#### AIM
Copy each of the rows below word for word, leaving every line unchanged.

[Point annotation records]
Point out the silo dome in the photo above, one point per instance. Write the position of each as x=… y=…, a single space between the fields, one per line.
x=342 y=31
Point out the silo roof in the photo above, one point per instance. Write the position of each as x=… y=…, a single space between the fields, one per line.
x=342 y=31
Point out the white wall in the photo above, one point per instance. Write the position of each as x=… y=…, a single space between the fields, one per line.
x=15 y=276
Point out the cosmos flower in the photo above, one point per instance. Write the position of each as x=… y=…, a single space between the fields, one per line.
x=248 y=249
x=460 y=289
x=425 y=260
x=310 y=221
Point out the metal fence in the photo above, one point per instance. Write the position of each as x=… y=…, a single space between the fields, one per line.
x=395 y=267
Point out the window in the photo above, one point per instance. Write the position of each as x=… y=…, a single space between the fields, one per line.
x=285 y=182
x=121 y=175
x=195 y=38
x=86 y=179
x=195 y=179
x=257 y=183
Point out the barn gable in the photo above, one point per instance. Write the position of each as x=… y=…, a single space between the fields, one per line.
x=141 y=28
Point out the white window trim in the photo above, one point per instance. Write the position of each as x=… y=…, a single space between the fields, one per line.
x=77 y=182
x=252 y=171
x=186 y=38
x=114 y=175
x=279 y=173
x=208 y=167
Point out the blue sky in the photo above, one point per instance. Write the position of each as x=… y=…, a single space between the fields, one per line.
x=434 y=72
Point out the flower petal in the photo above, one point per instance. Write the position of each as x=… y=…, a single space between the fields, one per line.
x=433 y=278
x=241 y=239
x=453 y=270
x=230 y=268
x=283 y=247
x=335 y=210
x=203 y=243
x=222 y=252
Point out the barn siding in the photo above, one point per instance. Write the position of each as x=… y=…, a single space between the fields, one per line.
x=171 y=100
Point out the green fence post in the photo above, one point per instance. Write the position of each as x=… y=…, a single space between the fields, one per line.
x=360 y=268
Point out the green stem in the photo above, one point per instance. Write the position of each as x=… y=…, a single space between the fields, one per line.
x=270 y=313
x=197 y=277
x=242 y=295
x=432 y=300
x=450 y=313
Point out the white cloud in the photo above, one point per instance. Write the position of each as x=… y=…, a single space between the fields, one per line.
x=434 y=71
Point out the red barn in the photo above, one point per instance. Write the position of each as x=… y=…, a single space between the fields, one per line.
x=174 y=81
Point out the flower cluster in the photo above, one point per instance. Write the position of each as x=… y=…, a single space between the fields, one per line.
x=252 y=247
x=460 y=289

#### COMPLETE RESPONSE
Point out the silo dome in the photo above, one point per instance. Write the position of each as x=… y=…, a single space between the fields, one per line.
x=342 y=31
Point out the silo roof in the photo above, one point per instance. Write the position of each as x=… y=…, a single space between the fields, one per line.
x=342 y=31
Point out the white wall in the photo above, one point per instance. Write the position of each as x=… y=…, a single space between the fields, one per line.
x=15 y=276
Point out the cosmos flower in the photo above, one point per instance. Write the position of each as x=… y=…, a single space between the fields, one per line.
x=248 y=249
x=460 y=289
x=425 y=260
x=310 y=221
Point out the metal fence in the photo above, one point per instance. Write the position of each as x=… y=…, a single space between the fields, one per line.
x=395 y=267
Point out the window in the photo above, one point per instance. Write the position of each as x=… y=…, a single space between the fields, one per line.
x=285 y=182
x=121 y=175
x=195 y=38
x=86 y=179
x=195 y=179
x=257 y=183
Point out the barn gable in the photo above, one point per instance. Write the position of each as x=… y=…, a single space between the fields, one per line.
x=141 y=28
Point out the white window trim in the photo above, one point per instance. Write the position of each as x=… y=…, a single space between the fields, one per line.
x=77 y=182
x=252 y=171
x=186 y=38
x=114 y=175
x=279 y=173
x=208 y=167
Point out the blue sky in the photo above, one point per instance. Write the position of each as x=… y=…, a single space between the fields, one per line.
x=434 y=72
Point out the flower petal in the photo above, one point per instance. Write the position of each as x=… y=…, a single space between the fields, one per line.
x=433 y=278
x=241 y=239
x=453 y=270
x=230 y=268
x=283 y=247
x=335 y=210
x=203 y=243
x=222 y=252
Point out the barn siding in the photo above, one point per instance. Write the position of each as x=… y=…, a single space between the fields, one per line.
x=171 y=100
Point out the green fence post in the photo above, one point per instance. Write the position of each as x=… y=…, a single space between the fields, one per line.
x=360 y=268
Point out the green stem in the photo above, one point per instance. Write the position of each as x=… y=…, a single space between the fields, one per line.
x=270 y=313
x=197 y=277
x=242 y=295
x=432 y=300
x=450 y=313
Point out the white cloud in the photo above, one point per instance. Write the position of each as x=… y=…, a single space between the fields, one per line.
x=434 y=71
Point out the red barn in the photo above, one point per instance. Write the position of each as x=… y=…, a single space between the fields, one per line.
x=174 y=81
Point out the flower cluster in the photo above, one point per instance. Write the position of each as x=… y=…, a single space between the fields, one per line.
x=252 y=247
x=460 y=289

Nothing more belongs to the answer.